Dataset:
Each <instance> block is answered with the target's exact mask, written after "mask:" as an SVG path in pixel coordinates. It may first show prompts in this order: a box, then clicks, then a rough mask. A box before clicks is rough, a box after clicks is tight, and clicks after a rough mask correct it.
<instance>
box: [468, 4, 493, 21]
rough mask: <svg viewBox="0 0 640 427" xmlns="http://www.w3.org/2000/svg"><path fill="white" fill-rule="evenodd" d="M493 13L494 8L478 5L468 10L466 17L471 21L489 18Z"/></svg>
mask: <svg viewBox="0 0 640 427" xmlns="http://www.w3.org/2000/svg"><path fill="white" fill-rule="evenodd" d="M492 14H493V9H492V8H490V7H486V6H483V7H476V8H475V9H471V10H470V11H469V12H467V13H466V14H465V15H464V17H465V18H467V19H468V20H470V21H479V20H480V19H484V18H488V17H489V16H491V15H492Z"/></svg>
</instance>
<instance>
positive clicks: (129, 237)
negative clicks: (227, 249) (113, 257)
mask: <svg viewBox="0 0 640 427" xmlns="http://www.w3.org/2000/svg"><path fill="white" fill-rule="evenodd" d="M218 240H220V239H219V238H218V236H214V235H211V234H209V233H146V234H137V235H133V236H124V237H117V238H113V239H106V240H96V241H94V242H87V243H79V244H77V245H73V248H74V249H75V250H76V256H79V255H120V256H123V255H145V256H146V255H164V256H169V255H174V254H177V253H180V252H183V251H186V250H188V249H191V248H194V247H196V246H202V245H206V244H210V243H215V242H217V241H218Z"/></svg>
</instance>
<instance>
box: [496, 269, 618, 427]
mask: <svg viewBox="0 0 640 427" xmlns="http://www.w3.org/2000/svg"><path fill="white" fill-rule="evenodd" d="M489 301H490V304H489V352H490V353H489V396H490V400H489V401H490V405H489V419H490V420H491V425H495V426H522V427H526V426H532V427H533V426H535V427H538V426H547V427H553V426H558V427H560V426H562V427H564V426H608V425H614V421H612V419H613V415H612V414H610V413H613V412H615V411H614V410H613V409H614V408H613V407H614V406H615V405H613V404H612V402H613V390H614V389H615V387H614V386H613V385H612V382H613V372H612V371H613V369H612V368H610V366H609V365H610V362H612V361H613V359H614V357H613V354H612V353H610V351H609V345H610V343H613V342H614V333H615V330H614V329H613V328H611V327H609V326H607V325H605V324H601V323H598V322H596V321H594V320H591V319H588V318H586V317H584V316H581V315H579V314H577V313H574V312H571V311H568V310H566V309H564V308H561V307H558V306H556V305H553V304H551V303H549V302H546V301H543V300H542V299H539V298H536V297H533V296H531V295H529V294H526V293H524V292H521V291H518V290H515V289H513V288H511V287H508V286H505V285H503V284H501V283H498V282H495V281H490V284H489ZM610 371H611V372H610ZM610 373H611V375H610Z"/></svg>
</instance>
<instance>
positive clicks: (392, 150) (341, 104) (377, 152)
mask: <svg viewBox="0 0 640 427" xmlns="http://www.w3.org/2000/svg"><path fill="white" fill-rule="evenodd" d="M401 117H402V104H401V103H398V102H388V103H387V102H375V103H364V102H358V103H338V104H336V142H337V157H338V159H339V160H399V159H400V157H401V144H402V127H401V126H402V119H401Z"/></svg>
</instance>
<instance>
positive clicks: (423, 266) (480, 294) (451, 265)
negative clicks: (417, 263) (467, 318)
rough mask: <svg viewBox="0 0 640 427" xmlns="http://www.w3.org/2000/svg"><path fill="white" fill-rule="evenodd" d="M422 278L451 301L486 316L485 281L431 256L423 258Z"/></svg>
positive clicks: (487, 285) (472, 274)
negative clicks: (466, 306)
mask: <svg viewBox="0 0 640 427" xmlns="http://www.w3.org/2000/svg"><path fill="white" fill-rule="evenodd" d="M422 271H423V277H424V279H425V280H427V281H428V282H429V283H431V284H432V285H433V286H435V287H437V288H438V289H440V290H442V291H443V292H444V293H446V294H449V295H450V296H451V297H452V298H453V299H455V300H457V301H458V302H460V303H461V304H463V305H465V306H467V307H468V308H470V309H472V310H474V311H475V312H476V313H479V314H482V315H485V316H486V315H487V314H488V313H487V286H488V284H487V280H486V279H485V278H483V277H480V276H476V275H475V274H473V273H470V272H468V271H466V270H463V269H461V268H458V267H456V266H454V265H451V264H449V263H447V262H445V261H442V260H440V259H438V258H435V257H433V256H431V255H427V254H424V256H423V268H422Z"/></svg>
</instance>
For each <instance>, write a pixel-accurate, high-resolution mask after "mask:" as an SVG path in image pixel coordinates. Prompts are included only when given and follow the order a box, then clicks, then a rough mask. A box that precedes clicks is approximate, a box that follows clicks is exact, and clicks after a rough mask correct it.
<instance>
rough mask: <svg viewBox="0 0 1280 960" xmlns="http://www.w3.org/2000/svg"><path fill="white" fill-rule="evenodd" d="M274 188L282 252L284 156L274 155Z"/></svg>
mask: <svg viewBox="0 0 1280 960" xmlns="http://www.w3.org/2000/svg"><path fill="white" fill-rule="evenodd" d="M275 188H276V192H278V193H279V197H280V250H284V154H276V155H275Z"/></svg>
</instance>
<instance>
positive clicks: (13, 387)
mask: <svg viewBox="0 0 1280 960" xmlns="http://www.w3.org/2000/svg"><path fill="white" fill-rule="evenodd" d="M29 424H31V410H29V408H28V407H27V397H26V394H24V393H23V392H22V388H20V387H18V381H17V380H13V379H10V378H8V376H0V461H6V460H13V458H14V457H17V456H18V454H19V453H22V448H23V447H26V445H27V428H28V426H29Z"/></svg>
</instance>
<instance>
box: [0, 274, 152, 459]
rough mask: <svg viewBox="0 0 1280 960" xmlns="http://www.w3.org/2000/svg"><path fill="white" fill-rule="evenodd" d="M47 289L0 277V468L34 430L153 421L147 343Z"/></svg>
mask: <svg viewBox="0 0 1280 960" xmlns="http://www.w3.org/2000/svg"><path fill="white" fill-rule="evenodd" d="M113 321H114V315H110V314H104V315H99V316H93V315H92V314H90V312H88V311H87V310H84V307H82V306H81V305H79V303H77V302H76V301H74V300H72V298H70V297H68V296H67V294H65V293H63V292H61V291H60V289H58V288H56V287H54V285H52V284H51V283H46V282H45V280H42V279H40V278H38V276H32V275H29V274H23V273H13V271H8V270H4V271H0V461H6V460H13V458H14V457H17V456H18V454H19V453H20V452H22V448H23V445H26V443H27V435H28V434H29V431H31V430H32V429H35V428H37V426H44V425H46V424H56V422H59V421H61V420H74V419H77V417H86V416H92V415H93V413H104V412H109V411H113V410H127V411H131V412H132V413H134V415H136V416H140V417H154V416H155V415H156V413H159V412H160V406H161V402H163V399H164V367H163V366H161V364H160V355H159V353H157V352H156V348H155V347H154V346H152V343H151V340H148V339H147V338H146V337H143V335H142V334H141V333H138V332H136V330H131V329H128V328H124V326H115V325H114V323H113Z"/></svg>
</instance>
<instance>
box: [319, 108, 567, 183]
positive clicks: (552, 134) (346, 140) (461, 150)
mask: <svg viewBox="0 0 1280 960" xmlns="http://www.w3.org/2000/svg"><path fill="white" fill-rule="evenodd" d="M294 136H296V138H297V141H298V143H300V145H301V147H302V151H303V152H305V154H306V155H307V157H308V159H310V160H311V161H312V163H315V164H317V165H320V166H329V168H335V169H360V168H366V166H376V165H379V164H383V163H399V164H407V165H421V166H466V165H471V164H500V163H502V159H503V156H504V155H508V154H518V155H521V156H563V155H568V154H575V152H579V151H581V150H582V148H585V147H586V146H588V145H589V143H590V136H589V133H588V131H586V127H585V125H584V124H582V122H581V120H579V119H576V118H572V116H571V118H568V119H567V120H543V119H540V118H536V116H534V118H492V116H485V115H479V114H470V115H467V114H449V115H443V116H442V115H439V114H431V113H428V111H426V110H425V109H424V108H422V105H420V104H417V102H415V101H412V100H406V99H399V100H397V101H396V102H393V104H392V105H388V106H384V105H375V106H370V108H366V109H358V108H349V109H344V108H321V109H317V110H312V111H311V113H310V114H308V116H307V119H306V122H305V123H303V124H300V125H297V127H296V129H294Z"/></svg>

Exercise brief:
Copy out verbatim the lines from the beginning of the data through the line containing "box: [468, 4, 493, 21]", including that line, and nothing beyond it.

Answer area:
Each <instance> block is answered with the target's exact mask, written after "mask:" as an SVG path in pixel coordinates. It may first show prompts in this order: a box, then clicks, then a rough mask. A box before clicks is rough, a box after clicks is tight, and clicks after a rough mask correct it.
<instance>
box: [468, 4, 493, 21]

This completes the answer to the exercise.